• Prompt: Return the records exactly, please. Every line should match.

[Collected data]
· · · ·
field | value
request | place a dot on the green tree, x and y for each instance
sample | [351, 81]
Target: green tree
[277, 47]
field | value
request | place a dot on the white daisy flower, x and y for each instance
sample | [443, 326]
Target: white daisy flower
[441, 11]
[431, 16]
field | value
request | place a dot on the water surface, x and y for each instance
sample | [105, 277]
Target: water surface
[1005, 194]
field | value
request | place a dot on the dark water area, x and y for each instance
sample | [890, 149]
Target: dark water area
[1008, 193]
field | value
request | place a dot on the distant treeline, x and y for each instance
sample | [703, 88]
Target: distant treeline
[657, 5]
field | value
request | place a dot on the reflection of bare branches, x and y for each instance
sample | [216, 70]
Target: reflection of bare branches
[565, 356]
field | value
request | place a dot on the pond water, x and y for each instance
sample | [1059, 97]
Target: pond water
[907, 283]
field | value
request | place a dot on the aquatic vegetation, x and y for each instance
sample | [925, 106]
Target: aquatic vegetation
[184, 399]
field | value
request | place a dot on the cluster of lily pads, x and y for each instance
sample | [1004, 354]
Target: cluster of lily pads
· · · ·
• Task solution:
field | value
request | place a dot on the green tree, x and y for each instance
sample | [351, 81]
Target: green tree
[277, 47]
field | value
request | place a dot on the white daisy flower, x and y for each instance
sample | [443, 326]
Target: white daisy flower
[441, 11]
[431, 16]
field | value
request | place a dot on the water surface, x and y for each instance
sample | [105, 277]
Target: water surface
[1005, 194]
field | value
request | place a dot on the dark water area, x and y for each instance
sample | [890, 149]
Target: dark water area
[1008, 193]
field | value
request | place a dot on the distant treeline, x and y for each instance
sample | [703, 88]
Target: distant treeline
[657, 5]
field | value
request | place a dot on the reflection of bare branches, x and y for each instance
sample | [216, 70]
Target: reflection of bare branches
[565, 356]
field | value
request | place a dot on the pond water, x and y for each instance
sample | [1059, 97]
Target: pond water
[907, 283]
field | value
request | place a dot on the aquatic vegetation, x and y for each instance
sample | [925, 106]
Target: aquatic vegetation
[184, 399]
field | value
request | place a dot on the cluster of lily pads, x and y for each instance
sample | [1004, 354]
Target: cluster of lily pads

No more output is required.